What to produce: Show each line of the items below that contains the word "instance".

Provided material:
* * * *
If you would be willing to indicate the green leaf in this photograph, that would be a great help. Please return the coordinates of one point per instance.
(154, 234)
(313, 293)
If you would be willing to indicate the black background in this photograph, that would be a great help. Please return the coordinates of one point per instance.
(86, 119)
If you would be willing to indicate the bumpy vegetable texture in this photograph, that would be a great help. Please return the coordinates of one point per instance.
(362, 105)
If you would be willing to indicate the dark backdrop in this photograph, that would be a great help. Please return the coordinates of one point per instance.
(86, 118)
* * * *
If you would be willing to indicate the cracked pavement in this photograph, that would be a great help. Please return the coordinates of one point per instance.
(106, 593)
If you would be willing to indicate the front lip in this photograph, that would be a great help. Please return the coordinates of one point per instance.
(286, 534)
* * * *
Completed task:
If you would be willing to indicate the green leaf in this photograph, that would be a great help. Please return the coordinates of one point per instance.
If you would be willing to indicate the black background in this photograph, that would be a great help. Please return the coordinates of one point per instance.
If you would be willing to indicate the bumpy vegetable texture in this photograph, that would be a great help. Please return the coordinates of one point per instance.
If you would be willing to indicate the dark backdrop in this photograph, that would be a great help. Please return the coordinates of one point per instance.
If you would be willing to indicate the cracked pavement in this photograph, that would be a great help. Please return the coordinates of one point per instance.
If you would be willing to indicate the front lip in this photograph, that would be a great help. Please return the coordinates of one point per instance.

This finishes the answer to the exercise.